_Your assignment_.
Can you write out, word for word, the stretch of the emotions text below from "- Behavioral Components: Expressive" through "rejects spoiled food."?

_Text section_.
---*---
Dimensions of Emotions
- Tone: How the emotion is experienced (positive-negative, pleasant-unpleasant).
- Intensity: Degree of physiological arousal (blushing, trembling), personal experience (feeling a strong emotion), and later behavior (more or less strong reaction).
- Duration: Short or long-lasting.
Biological or Mental Issue?
- Zajonc: Emotions are biological processes, preceding or following cognition but distinctly different.
- Lazarus-Ellis-Beck: Emotion is post-cognitive. Interpretation of the situation triggers a specific emotion.
- LeDoux: Brain mechanisms generate emotional behavior.
Number of Emotions
- Biological Position: Emotions serve survival; thus, there is a finite number.
- Plutchik: Fear, sadness, anger, joy, disgust, acceptance, anticipation, and surprise.
- Ekman: Fear, anger, sadness, happiness, disgust, surprise, and contempt.
- Cognitive Position: Basic emotions are programmed and standardized, but individual variations are endless due to interpretations of specific situations and cultural/socio-historical factors.
Triad of Emotional Response
The emotional response has three components:
- Physiological Components: Physiological changes (e.g., changes in heart rate, dilation of blood vessels).
- Subjective Component: The mood that a person names as an emotion.
- Behavioral Components: Expressive emotional behavior; social function of emotions (e.g., facial expressions, posture, movements, vocalizations).
Functions of Emotions
Roles of Adaptation
- Emotions help the body adapt to changing and complex environments (Darwin).
- Example: Fear protects from harmful situations; disgust rejects spoiled food.
- Neither good nor bad: An emotion can both protect and hinder adaptation.
Social Functions
- Emotions serve as signals to communicate emotional states to others (e.g., a baby communicates needs to the mother).
- Emotions modify the behavior of others and regulate interactions (e.g., an expression of rebuff minimizes approach).
Role of Motivation
- Emotions can motivate action.
- The body tends to seek pleasant emotions and avoid unpleasant ones.
Theoretical Contributions to the Concept of Emotion
Evolutionary Contributions
- Darwin: Emotions have adaptive value, functioning as preparatory signals for action and effective communication (Principle of Utility).
- Lorenz: Investigated differences between innate and acquired behavior in animals and humans.
- Plutchik: Primitive emotions are adaptive reactions fixed in our genetic code.
Behavioral Contributions
- Watson: Three innate unconditioned emotional responses to specific stimuli:
- Fear: Aversive situations
- Anger: Situations that prevent movement
- Love: Erogenous zone stimulation
- Skinner: Emotions as learned behaviors. Emotional responses are associated with reinforcers contingent on expressed emotional behavior.
---*---
_Data_.
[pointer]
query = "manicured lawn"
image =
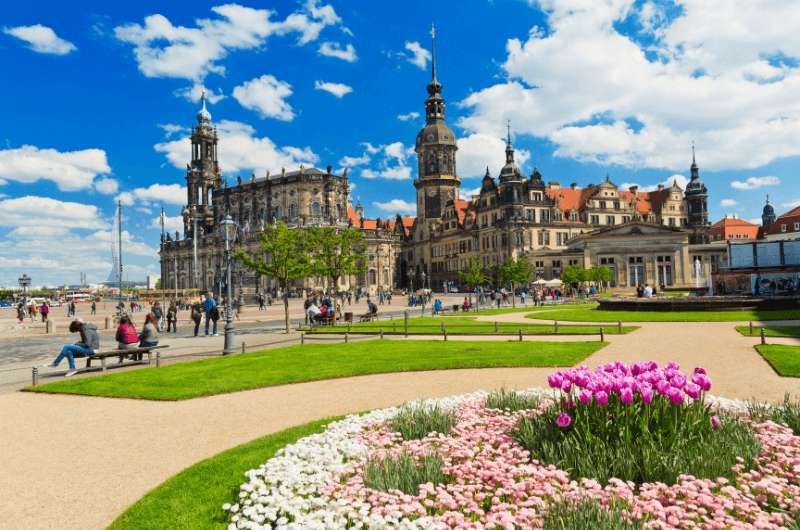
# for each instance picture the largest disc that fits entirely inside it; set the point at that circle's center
(591, 314)
(773, 331)
(313, 362)
(784, 359)
(193, 498)
(465, 325)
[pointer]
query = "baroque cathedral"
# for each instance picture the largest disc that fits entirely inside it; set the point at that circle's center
(657, 236)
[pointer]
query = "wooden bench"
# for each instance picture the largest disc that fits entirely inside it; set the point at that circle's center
(121, 354)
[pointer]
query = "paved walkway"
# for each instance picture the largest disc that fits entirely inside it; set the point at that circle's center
(77, 462)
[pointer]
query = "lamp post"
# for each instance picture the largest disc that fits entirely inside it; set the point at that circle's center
(228, 228)
(24, 282)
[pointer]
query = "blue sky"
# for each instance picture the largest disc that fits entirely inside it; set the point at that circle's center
(99, 96)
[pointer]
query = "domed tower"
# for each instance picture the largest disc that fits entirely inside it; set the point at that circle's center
(202, 174)
(768, 214)
(437, 182)
(696, 198)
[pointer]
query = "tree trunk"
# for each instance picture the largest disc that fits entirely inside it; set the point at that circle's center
(286, 307)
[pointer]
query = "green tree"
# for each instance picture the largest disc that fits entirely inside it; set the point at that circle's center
(514, 272)
(472, 276)
(337, 253)
(286, 259)
(573, 275)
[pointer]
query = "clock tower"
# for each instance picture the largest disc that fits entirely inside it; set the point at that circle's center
(437, 182)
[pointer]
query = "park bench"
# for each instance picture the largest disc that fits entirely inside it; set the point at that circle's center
(121, 354)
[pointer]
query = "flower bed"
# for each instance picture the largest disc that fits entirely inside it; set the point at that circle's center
(486, 478)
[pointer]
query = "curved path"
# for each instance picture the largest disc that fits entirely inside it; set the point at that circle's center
(77, 462)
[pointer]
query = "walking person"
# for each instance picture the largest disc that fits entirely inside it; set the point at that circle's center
(149, 336)
(197, 317)
(88, 345)
(172, 318)
(210, 305)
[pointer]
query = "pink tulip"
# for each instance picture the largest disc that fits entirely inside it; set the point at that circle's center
(563, 420)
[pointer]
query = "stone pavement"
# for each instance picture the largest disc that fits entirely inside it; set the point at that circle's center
(56, 448)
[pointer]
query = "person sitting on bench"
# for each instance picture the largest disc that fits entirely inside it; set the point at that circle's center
(88, 345)
(149, 336)
(127, 338)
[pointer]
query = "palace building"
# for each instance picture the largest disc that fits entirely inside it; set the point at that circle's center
(661, 236)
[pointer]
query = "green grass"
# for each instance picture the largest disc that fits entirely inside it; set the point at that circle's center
(773, 331)
(591, 314)
(463, 325)
(193, 498)
(785, 360)
(313, 362)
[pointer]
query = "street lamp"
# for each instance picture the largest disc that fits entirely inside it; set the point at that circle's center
(24, 282)
(228, 227)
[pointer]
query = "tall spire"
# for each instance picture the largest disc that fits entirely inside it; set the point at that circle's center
(433, 53)
(509, 147)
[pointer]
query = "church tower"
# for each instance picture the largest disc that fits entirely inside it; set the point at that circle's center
(202, 174)
(437, 182)
(696, 198)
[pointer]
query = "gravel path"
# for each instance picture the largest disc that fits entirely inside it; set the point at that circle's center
(77, 462)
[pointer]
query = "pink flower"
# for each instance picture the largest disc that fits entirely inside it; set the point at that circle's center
(564, 420)
(675, 396)
(692, 390)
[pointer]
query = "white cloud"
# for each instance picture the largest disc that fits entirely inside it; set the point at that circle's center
(337, 89)
(411, 116)
(194, 92)
(267, 96)
(419, 56)
(41, 39)
(69, 170)
(397, 206)
(335, 49)
(162, 49)
(44, 212)
(601, 96)
(752, 183)
(155, 194)
(171, 224)
(243, 150)
(106, 186)
(478, 150)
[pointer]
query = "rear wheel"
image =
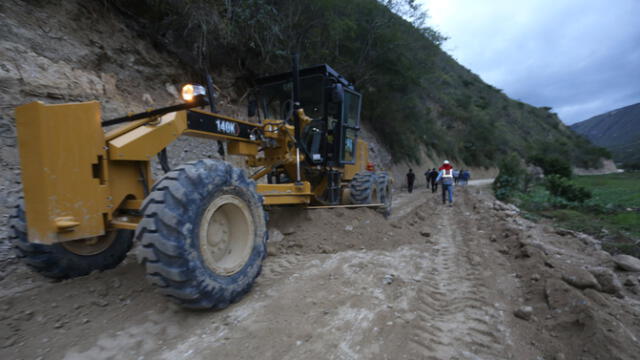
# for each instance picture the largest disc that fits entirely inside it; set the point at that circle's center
(203, 234)
(364, 188)
(70, 258)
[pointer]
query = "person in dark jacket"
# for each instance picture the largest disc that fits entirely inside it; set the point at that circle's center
(411, 178)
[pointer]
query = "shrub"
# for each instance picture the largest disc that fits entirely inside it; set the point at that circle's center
(561, 187)
(552, 165)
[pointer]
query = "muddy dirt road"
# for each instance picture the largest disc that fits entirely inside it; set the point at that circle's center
(432, 282)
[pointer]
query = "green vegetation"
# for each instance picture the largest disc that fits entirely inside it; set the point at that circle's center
(415, 95)
(562, 187)
(612, 213)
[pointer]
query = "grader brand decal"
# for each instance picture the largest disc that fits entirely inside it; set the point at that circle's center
(227, 127)
(217, 125)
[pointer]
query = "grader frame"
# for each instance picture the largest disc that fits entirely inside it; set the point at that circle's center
(80, 182)
(202, 226)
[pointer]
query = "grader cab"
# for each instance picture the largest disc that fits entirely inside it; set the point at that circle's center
(201, 227)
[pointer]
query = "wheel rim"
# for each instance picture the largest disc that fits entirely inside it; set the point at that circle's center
(226, 235)
(90, 246)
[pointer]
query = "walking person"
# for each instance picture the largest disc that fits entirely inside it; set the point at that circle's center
(432, 177)
(427, 177)
(411, 178)
(445, 176)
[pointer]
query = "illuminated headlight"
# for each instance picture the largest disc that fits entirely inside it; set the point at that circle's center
(190, 91)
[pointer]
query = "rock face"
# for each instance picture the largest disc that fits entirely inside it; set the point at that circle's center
(628, 263)
(609, 282)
---*---
_Final answer_.
- Behavioral Components: Expressive emotional behavior; social function of emotions (e.g., facial expressions, posture, movements, vocalizations).
Functions of Emotions
Roles of Adaptation
- Emotions help the body adapt to changing and complex environments (Darwin).
- Example: Fear protects from harmful situations; disgust rejects spoiled food.